### TASKS
(a) According to the passage about Windows 10 S, which three things about computers running 10 S will the controlled sandboxes enhance?
(b) Write out the entry that follows the Windows 10 S passage exactly, without the picture.

### EXTRACT PROVIDED
Microsoft suggests that by only allowing apps from the Windows Store, it can act as a gatekeeper, deterring malicious .exe files that can ruin a typical Windows computer. The company has also said that these apps will run in controlled sandboxes, enhancing the security, performance and battery life of computers running 10 S. This is important as this OS is going to primarily run on low-end hardware, some of which will sell for as low as $189. Microsoft can curate the experience better for these machines because there can be no random apps running in the background, draining resources unnecessarily.

### DATA TO PROCESS

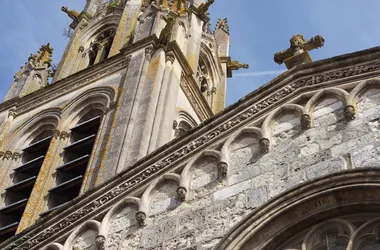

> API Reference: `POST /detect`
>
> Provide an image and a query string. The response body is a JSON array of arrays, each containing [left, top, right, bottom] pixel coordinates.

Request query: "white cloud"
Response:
[[234, 70, 285, 77]]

### THE RESPONSES
(a) Security, performance, battery life

(b)
> API Reference: `POST /detect`
>
> Provide an image and a query string. The response body is a JSON array of arrays, each containing [left, top, right, bottom] pixel coordinates.

Request query: "white cloud"
Response:
[[234, 70, 285, 77]]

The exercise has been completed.